• **WORK REQUIRED**
Repeat the records below word for word.

((

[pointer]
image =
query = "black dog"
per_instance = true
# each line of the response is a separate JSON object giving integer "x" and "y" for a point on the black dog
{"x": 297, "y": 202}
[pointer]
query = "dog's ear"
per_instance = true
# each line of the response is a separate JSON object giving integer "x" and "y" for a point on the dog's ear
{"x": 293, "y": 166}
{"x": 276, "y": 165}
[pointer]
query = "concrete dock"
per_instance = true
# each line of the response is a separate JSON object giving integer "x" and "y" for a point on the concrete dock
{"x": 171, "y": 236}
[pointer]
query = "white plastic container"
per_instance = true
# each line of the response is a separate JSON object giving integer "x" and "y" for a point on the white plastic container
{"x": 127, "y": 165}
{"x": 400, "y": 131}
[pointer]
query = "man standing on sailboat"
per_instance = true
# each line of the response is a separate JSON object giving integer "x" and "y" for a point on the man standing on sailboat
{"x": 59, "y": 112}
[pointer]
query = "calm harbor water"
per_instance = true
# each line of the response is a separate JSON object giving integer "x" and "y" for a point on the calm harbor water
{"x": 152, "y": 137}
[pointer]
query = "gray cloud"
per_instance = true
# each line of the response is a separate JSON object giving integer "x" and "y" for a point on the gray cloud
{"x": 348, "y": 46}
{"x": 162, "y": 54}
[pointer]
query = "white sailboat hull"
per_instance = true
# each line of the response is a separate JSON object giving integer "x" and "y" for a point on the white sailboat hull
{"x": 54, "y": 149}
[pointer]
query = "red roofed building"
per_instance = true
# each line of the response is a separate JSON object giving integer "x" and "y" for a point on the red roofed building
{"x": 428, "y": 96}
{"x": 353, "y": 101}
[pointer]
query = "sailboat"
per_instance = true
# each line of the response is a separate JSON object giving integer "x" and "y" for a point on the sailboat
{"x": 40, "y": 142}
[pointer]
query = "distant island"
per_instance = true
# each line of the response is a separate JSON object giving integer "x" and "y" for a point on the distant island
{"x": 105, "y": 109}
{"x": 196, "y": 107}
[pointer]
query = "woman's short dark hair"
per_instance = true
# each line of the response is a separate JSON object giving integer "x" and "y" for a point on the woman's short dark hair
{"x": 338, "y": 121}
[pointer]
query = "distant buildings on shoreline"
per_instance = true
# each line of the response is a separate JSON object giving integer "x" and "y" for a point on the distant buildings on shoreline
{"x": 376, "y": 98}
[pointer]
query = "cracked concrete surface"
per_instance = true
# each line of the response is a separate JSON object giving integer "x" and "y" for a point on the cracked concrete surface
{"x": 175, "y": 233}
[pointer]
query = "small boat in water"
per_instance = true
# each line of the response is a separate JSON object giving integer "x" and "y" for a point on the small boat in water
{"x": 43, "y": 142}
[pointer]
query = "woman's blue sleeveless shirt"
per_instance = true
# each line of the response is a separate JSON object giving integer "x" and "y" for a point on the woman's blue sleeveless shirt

))

• **YOUR RESPONSE**
[pointer]
image =
query = "black dog"
per_instance = true
# each line of the response is a separate JSON object giving integer "x" and "y" for a point on the black dog
{"x": 297, "y": 202}
[pointer]
query = "dog's ear"
per_instance = true
# each line of the response is a separate JSON object giving integer "x" and "y" for a point on the dog's ear
{"x": 293, "y": 166}
{"x": 276, "y": 165}
[pointer]
query = "concrete dock"
per_instance = true
# each line of the response is a separate JSON object giving integer "x" and "y" for a point on the concrete dock
{"x": 171, "y": 236}
[pointer]
query = "white plastic container"
per_instance = true
# each line of the response is a separate JSON object giving integer "x" and "y" for a point on the white plastic container
{"x": 127, "y": 165}
{"x": 400, "y": 131}
[pointer]
query = "man standing on sailboat"
per_instance = true
# each line of the response is a separate JSON object giving integer "x" and "y" for a point on the man standing on sailboat
{"x": 59, "y": 112}
[pointer]
query = "calm harbor water"
per_instance = true
# each line of the response is a separate JSON object giving integer "x" and "y" for a point on the calm harbor water
{"x": 152, "y": 137}
[pointer]
query = "gray cloud"
per_instance = true
# each line of the response is a separate JSON object giving integer "x" and "y" for a point on the gray cloud
{"x": 348, "y": 46}
{"x": 162, "y": 54}
[pointer]
query = "white sailboat hull"
per_instance = true
# each line of the response is a separate JSON object giving integer "x" and "y" for a point on the white sailboat hull
{"x": 54, "y": 149}
[pointer]
query = "red roofed building"
per_instance = true
# each line of the response is a separate JSON object giving integer "x" and "y" for a point on the red roofed building
{"x": 428, "y": 96}
{"x": 353, "y": 101}
[pointer]
query = "sailboat"
per_instance = true
# each line of the response is a separate JSON object giving integer "x" and "y" for a point on the sailboat
{"x": 40, "y": 142}
[pointer]
query = "distant island"
per_instance = true
# each line of the response is a separate JSON object giving integer "x" and "y" for a point on the distant island
{"x": 105, "y": 109}
{"x": 196, "y": 107}
[pointer]
query = "woman's short dark hair"
per_instance = true
# each line of the response is a separate JSON object giving integer "x" and "y" for a point on the woman's short dark hair
{"x": 338, "y": 121}
[pointer]
query = "distant buildings on shoreline"
per_instance = true
# each line of the response is a separate JSON object giving integer "x" and "y" for a point on the distant buildings on shoreline
{"x": 376, "y": 98}
[pointer]
query = "cracked concrete surface"
per_instance = true
# each line of the response is a separate JSON object giving integer "x" and "y" for a point on the cracked concrete surface
{"x": 175, "y": 233}
[pointer]
query = "small boat in water"
per_instance = true
# each line of the response is a separate JSON object giving integer "x" and "y" for a point on the small boat in water
{"x": 43, "y": 142}
[pointer]
query = "woman's blue sleeveless shirt"
per_instance = true
# each line of the response is a separate JSON object giving integer "x" and "y" for a point on the woman's blue sleeveless shirt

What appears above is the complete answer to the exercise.